**Assignment**
Lines from the material below that hold the string "jacket" are what is needed; copy each of them.

**Extracted data**
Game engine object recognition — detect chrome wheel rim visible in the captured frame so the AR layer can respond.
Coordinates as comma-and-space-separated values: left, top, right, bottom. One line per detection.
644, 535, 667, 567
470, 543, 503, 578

---

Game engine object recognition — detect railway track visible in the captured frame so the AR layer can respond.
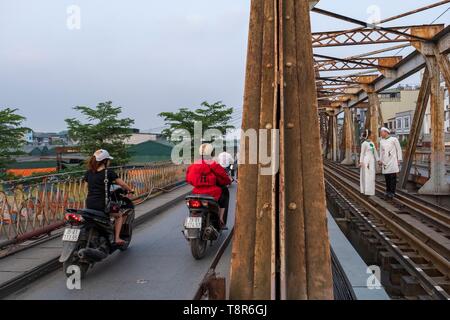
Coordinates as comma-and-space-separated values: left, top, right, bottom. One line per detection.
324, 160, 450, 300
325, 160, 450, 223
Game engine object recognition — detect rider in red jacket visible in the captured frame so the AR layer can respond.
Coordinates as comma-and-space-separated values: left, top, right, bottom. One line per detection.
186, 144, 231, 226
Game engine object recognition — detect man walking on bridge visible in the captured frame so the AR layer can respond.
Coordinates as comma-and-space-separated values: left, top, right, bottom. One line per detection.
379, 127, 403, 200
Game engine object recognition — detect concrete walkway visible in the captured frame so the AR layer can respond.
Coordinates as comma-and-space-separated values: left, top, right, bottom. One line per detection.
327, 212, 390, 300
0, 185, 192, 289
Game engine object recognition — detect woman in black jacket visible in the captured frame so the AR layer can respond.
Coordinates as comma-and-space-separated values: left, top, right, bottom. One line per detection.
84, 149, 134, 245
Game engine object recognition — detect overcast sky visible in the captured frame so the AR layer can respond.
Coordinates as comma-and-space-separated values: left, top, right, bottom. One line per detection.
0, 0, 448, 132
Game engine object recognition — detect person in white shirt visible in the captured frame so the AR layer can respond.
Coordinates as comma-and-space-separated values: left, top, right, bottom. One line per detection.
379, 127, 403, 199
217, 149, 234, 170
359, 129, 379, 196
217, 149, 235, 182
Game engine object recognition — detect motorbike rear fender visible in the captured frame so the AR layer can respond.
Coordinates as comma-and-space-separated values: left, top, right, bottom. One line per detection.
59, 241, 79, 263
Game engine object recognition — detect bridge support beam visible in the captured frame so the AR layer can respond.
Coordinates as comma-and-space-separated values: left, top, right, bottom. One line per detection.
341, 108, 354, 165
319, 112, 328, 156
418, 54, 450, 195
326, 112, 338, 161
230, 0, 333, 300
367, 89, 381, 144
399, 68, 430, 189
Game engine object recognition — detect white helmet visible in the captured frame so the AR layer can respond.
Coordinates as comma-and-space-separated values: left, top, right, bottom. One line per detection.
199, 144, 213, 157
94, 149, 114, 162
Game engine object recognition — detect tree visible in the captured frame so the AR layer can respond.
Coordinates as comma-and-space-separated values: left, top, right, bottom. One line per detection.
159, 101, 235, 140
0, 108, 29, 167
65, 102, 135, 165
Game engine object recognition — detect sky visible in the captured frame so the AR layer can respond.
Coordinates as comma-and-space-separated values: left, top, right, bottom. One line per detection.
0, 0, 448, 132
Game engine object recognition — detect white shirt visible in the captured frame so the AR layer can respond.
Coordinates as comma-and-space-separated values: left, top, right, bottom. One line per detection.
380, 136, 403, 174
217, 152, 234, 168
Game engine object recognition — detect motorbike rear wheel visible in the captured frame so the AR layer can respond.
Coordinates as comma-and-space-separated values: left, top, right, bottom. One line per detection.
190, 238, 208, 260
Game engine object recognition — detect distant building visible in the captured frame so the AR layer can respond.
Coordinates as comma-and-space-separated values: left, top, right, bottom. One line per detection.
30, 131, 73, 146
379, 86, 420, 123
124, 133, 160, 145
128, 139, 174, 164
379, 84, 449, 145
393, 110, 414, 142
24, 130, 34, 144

**Output for this task**
Game engine object recognition — detect rider in red jacket visible in the captured frame so the AR layer can respond.
Game engine object recognition — detect woman in black jacket visible in the captured frame so the AR layer can respond.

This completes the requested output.